▶ [INSTRUCTIONS FOR THE TASK]: Transcribe the lines of the records starting with the one that has "Where can the window" in it and ending with the last, and transcribe nothing else.

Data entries
-- begin --
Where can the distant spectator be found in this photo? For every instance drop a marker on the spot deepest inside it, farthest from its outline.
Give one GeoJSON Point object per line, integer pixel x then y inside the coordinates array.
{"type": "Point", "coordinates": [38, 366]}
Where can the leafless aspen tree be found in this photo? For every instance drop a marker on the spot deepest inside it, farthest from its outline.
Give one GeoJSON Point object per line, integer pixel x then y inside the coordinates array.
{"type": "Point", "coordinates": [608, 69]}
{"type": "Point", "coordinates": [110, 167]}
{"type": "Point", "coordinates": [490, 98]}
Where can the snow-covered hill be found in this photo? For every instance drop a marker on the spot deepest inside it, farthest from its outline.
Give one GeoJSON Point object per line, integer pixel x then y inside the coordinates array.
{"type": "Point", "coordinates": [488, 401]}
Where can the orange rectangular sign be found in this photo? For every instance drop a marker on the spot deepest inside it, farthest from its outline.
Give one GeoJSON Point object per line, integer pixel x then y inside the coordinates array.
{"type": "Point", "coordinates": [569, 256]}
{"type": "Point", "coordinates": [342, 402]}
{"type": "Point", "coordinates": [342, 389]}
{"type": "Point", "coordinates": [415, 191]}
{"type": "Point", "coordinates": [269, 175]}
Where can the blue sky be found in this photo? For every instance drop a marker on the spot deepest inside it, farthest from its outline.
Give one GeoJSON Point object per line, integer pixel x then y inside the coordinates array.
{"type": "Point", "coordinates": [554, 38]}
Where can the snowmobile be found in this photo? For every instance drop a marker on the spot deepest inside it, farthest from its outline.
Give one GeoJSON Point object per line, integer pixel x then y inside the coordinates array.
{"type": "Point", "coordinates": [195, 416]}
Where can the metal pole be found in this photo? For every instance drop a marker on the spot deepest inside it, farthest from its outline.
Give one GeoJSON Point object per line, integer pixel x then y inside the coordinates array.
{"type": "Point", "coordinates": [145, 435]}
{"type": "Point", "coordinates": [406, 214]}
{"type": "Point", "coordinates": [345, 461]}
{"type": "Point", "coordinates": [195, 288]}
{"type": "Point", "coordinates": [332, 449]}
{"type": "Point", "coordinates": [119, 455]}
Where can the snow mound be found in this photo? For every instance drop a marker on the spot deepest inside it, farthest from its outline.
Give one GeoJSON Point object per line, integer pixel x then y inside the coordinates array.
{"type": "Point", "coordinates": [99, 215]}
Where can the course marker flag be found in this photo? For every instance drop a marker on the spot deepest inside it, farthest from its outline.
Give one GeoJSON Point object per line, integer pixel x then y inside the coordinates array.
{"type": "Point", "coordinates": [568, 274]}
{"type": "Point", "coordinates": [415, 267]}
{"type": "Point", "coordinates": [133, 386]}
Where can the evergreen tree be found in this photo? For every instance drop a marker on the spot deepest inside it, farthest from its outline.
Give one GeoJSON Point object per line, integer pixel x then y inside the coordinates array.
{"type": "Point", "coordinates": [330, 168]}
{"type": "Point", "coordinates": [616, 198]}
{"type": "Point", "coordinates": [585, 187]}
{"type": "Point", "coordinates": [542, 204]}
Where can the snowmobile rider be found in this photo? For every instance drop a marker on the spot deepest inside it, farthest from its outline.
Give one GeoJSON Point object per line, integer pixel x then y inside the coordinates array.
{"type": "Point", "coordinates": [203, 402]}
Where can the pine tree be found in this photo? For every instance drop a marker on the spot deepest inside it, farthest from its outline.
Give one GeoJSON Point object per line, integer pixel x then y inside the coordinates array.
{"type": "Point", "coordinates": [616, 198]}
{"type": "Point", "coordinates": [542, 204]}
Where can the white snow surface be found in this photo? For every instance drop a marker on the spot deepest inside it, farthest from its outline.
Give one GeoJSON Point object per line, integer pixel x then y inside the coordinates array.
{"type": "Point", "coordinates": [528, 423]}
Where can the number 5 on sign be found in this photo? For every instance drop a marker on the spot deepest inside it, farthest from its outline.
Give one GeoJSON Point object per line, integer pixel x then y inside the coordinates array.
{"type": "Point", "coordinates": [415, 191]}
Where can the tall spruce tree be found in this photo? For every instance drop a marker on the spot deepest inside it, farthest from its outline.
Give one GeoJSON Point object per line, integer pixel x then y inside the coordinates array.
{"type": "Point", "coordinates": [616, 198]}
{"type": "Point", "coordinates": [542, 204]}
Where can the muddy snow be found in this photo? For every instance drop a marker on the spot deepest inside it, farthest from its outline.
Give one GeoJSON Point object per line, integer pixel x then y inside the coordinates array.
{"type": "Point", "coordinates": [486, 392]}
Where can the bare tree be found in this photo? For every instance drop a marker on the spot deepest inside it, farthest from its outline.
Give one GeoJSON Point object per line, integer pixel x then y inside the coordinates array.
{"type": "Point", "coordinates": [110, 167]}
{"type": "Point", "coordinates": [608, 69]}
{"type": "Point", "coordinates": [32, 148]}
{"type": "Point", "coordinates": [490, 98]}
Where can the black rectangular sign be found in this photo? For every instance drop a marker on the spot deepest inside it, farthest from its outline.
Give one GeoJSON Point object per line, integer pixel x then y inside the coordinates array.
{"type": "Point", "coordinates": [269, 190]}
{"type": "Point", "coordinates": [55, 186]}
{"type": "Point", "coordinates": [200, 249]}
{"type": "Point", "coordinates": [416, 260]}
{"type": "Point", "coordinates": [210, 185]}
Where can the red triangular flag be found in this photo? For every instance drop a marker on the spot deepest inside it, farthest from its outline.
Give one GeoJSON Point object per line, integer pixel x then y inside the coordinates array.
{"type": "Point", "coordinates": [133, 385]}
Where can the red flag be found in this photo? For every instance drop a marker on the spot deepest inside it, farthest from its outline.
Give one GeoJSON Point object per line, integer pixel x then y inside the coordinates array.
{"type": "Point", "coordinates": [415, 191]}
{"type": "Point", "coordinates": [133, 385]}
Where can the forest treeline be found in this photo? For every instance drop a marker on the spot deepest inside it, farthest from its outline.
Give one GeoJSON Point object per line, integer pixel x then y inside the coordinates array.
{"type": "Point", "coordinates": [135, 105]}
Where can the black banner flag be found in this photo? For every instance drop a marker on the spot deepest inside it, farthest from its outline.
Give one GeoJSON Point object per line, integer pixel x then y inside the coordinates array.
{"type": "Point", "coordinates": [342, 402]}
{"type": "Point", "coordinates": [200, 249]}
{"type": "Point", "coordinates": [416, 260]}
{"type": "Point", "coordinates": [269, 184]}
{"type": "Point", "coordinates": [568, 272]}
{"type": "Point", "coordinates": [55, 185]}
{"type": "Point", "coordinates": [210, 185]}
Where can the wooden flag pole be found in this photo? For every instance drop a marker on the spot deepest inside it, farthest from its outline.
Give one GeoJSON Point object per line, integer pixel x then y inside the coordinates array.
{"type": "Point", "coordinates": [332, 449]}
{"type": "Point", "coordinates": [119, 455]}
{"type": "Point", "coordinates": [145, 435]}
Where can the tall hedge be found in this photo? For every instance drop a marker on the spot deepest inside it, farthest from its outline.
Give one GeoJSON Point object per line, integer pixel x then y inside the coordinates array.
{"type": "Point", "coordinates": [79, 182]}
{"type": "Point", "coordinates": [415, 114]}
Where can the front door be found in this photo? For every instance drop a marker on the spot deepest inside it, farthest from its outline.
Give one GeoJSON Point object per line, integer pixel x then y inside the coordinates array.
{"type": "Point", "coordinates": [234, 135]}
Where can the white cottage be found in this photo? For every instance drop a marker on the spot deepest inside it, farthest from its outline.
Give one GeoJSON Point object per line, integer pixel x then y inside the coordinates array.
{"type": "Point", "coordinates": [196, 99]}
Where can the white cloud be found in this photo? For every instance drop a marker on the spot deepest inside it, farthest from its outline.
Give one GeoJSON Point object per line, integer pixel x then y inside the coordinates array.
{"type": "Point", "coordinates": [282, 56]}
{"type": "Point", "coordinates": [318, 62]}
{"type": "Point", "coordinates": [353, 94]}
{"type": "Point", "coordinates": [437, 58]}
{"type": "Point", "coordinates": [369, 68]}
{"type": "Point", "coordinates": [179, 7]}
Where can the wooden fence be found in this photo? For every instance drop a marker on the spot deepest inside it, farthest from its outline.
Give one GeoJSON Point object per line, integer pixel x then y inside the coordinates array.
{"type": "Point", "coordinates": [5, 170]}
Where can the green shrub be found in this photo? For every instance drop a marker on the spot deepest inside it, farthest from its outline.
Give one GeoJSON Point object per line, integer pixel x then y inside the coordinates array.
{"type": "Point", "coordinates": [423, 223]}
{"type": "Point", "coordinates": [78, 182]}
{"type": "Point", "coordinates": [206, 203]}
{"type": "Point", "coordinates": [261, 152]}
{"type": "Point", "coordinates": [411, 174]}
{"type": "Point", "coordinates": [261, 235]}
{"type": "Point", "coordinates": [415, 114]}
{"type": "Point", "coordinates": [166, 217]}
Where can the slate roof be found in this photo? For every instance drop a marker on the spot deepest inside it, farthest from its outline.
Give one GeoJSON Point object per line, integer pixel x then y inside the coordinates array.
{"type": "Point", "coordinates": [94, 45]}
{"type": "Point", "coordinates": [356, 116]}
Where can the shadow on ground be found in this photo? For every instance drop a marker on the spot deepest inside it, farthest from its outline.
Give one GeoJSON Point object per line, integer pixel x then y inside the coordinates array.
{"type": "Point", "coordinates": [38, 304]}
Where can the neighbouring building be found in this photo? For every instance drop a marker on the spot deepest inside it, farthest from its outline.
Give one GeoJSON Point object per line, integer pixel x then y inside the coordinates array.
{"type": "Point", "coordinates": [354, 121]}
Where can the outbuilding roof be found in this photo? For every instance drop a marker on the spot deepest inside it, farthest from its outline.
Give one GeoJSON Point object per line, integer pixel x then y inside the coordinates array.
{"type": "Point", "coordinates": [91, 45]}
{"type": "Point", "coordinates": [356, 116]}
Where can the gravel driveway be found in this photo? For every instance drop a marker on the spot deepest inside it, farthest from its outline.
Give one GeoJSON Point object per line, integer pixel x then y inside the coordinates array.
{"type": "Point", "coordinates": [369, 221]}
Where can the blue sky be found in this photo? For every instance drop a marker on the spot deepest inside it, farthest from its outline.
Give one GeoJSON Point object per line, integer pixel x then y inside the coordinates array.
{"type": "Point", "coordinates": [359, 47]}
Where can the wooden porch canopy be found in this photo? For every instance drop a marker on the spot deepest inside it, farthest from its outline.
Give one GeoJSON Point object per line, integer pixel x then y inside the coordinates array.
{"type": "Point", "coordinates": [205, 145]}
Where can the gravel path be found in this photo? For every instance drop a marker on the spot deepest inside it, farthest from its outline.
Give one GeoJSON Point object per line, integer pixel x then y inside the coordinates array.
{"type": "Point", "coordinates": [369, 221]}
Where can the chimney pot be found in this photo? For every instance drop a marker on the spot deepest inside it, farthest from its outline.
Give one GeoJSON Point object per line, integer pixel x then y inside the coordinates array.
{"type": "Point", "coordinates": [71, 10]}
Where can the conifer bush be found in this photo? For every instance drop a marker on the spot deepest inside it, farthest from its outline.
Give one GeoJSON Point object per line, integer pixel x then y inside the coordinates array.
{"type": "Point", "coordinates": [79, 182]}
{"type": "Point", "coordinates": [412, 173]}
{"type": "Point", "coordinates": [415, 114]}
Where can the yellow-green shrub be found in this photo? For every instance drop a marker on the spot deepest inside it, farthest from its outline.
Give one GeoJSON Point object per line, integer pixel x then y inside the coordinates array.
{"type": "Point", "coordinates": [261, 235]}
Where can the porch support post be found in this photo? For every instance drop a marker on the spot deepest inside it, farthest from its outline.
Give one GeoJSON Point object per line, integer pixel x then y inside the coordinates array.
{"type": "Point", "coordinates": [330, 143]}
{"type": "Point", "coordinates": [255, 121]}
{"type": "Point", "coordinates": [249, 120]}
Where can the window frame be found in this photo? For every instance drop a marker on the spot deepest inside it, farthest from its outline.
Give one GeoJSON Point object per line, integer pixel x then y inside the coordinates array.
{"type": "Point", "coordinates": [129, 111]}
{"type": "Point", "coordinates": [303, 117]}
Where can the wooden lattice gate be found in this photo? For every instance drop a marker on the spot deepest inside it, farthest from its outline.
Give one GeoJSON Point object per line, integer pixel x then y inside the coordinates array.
-- end --
▶ [EXERCISE OUTPUT]:
Where can the window frame be found in this photo? For every instance drop a marker on the spot deepest inside it, farthest from its outline.
Give one GeoJSON Point object per line, integer pixel x then y inside the coordinates array.
{"type": "Point", "coordinates": [129, 111]}
{"type": "Point", "coordinates": [303, 117]}
Where can the wooden lattice gate be found in this photo? For every instance drop a marker on the spot deepest inside it, farthest from its outline.
Give one GeoJSON Point object per line, integer pixel x then y inside the coordinates array.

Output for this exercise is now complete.